* **To-do list**:
1. In the forum thread below, what mortgage rate does Causalien say is back?
2. In the forum thread below, reproduce word for word the passage from "Well... the move" up to and including "premium is low.".

** start of Passage **

# BMO Insolvent?



## Mark Schizberg (Mar 12, 2012)

There was a guy on another forum saying that BMO was insolvent... any truth to that as far as anyone knows?


----------



## OptsyEagle (Nov 29, 2009)

No


----------



## leoc2 (Dec 28, 2010)

From Redflags Elwood "I heard that some dude named Jerry Schmidt is day trading BMO short and is placing posts to try to make the price go down a few pennies."


----------



## KaeJS (Sep 28, 2010)

Is this a real thread?


----------



## ddkay (Nov 20, 2010)




----------



## Causalien (Apr 4, 2009)

Well... the move with the 2.99% can be seen as suspicious to the paranoid. Especially those who survived successfully through 2008.
If you look at mortgages like insurances, it does not make sense to try to grab as much costumers as possible when the premium is low. 

Someone from within BMO please clarify. Does this move come with the blessing of Mark Carney? Did BMO already passed the mortgage audit? Last time they did it, Carney phoned every bank to stop the tide. What happened since then that allows them to re-enact the 2.99%? These are questions that swelled up into my conscious the moment I heard the 2.99% is back.


----------



## OhGreatGuru (May 24, 2009)

"The sky is falling! The sky is falling!"


----------



## fatcat (Nov 11, 2009)

that rumor was floating around back a couple of years ago ...
i think it's one of those internet memes that never dies


----------



## KaeJS (Sep 28, 2010)

If this rumour starts floating around, I'll have to buy some shares on the cheap.


----------



## humble_pie (Jun 7, 2009)

yesterday the clocks sprang forward, the forum metamorphosed, the equinox loomed & a bunch of strange pilgrims arrived here.

which is kookier, The Single Best Investment
or BMO Insolvent.


----------



## Homerhomer (Oct 18, 2010)

Yes it's true.


----------



## jamesbe (May 8, 2010)

Awesome, so they go B up do I still have to pay my mortgage? Lol


----------



## Eder (Feb 16, 2011)

Mark Schizberg said:


> There was a guy on another forum saying that BMO was insolvent... any truth to that as far as anyone knows?


I doubt we'll see a second post...amiright?


----------



## crazyjackcsa (Aug 8, 2010)

Eder said:


> I doubt we'll see a second post...amiright?


Lucy is trying to make a go of it over in the other thread.


----------



## Dave (Apr 5, 2009)

KaeJS said:


> Is this a real thread?


+1


----------



## Mark Schizberg (Mar 12, 2012)

*I'm Out*

I did my due diligence and since I can't get confirmation I'm closing my accounts there tomorrow.


----------



## ddkay (Nov 20, 2010)

** end of Passage **
** start of Information supplied **

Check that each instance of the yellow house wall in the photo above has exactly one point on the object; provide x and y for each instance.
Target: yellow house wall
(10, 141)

** end of Information supplied **

* **List of solutions**:
1. 2.99%

2.
Well... the move with the 2.99% can be seen as suspicious to the paranoid. Especially those who survived successfully through 2008.
If you look at mortgages like insurances, it does not make sense to try to grab as much costumers as possible when the premium is low.